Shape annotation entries

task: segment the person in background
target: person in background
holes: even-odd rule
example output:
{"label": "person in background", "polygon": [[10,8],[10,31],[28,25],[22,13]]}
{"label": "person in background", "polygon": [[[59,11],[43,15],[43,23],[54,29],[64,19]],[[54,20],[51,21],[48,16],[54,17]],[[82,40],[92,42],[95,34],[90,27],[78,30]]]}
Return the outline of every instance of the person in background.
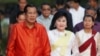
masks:
{"label": "person in background", "polygon": [[18,23],[24,22],[25,21],[25,13],[24,12],[19,12],[17,14],[16,20]]}
{"label": "person in background", "polygon": [[53,6],[51,9],[51,14],[54,15],[57,12],[56,6]]}
{"label": "person in background", "polygon": [[25,22],[16,23],[10,30],[6,56],[50,56],[50,43],[44,26],[36,22],[34,5],[26,5]]}
{"label": "person in background", "polygon": [[[100,23],[96,21],[96,17],[97,17],[96,10],[94,8],[89,7],[89,8],[86,9],[85,15],[91,15],[91,16],[94,17],[95,21],[94,21],[93,30],[95,30],[97,32],[100,32]],[[84,28],[83,22],[80,22],[79,24],[77,24],[74,27],[74,32],[78,32],[78,31],[80,31],[83,28]]]}
{"label": "person in background", "polygon": [[100,8],[97,9],[97,18],[96,21],[100,22]]}
{"label": "person in background", "polygon": [[80,6],[80,0],[68,0],[68,2],[71,7],[69,12],[72,14],[73,27],[75,27],[76,24],[82,22],[85,9]]}
{"label": "person in background", "polygon": [[65,6],[65,2],[64,0],[56,0],[56,9],[59,10],[59,9],[63,9],[64,6]]}
{"label": "person in background", "polygon": [[75,35],[67,29],[69,28],[67,20],[68,15],[62,11],[58,11],[53,17],[50,31],[48,31],[51,56],[79,56]]}
{"label": "person in background", "polygon": [[94,9],[98,9],[98,2],[99,0],[88,0],[88,5]]}
{"label": "person in background", "polygon": [[41,15],[37,18],[37,22],[44,25],[46,30],[49,30],[53,15],[51,15],[51,6],[48,3],[43,3],[41,6]]}
{"label": "person in background", "polygon": [[93,30],[94,17],[85,15],[84,28],[76,33],[80,56],[100,56],[100,33]]}
{"label": "person in background", "polygon": [[25,6],[28,4],[27,0],[18,0],[18,4],[12,5],[11,7],[6,7],[5,11],[9,15],[10,24],[15,24],[17,22],[16,16],[20,11],[24,11]]}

■ **Task brief**: Can you lay out every line of the records above as a Markdown table with the columns "Row" and "Entry," skipping any blank lines and leaving the pictures out?

■ **Correct response**:
| Row | Entry |
|---|---|
| 1 | task: segment the person in background |
| 2 | target: person in background |
| 3 | holes: even-odd rule |
| 4 | example output: |
| 5 | {"label": "person in background", "polygon": [[10,8],[10,31],[28,25],[22,13]]} |
| 6 | {"label": "person in background", "polygon": [[[59,11],[43,15],[43,23],[54,29],[64,19]],[[54,20],[51,21],[48,16],[54,17]],[[82,40],[92,42],[95,34],[90,27],[78,30]]]} |
| 7 | Return the outline of every instance of the person in background. |
| 8 | masks: |
| 9 | {"label": "person in background", "polygon": [[18,23],[24,22],[25,21],[25,13],[24,12],[19,12],[17,14],[16,20]]} |
| 10 | {"label": "person in background", "polygon": [[53,6],[51,9],[51,14],[54,15],[57,12],[56,6]]} |
| 11 | {"label": "person in background", "polygon": [[25,22],[16,23],[10,30],[6,56],[50,56],[50,43],[44,26],[36,22],[34,5],[26,5]]} |
| 12 | {"label": "person in background", "polygon": [[[100,23],[96,21],[96,17],[97,17],[96,10],[94,8],[89,7],[89,8],[86,9],[85,15],[91,15],[91,16],[94,17],[95,21],[94,21],[93,30],[95,30],[97,32],[100,32]],[[84,28],[83,22],[80,22],[79,24],[77,24],[74,27],[74,32],[78,32],[78,31],[80,31],[83,28]]]} |
| 13 | {"label": "person in background", "polygon": [[100,8],[97,9],[97,18],[96,21],[100,22]]} |
| 14 | {"label": "person in background", "polygon": [[80,6],[80,0],[68,0],[68,2],[71,7],[69,12],[72,14],[73,27],[75,27],[76,24],[82,22],[85,9]]} |
| 15 | {"label": "person in background", "polygon": [[65,6],[65,2],[64,0],[56,0],[56,9],[59,10],[59,9],[63,9],[64,6]]} |
| 16 | {"label": "person in background", "polygon": [[75,35],[67,29],[69,28],[67,20],[68,15],[62,11],[58,11],[53,17],[50,31],[48,31],[51,56],[79,56]]} |
| 17 | {"label": "person in background", "polygon": [[94,9],[98,9],[98,2],[99,0],[88,0],[88,5]]} |
| 18 | {"label": "person in background", "polygon": [[41,15],[37,18],[37,22],[44,25],[46,30],[49,30],[53,15],[51,15],[51,6],[48,3],[43,3],[41,6]]} |
| 19 | {"label": "person in background", "polygon": [[93,30],[94,17],[85,15],[84,28],[76,33],[80,56],[100,56],[100,33]]} |
| 20 | {"label": "person in background", "polygon": [[25,6],[28,4],[27,0],[18,0],[18,4],[12,5],[11,7],[6,7],[5,11],[9,15],[10,24],[15,24],[17,22],[16,16],[20,11],[24,11]]} |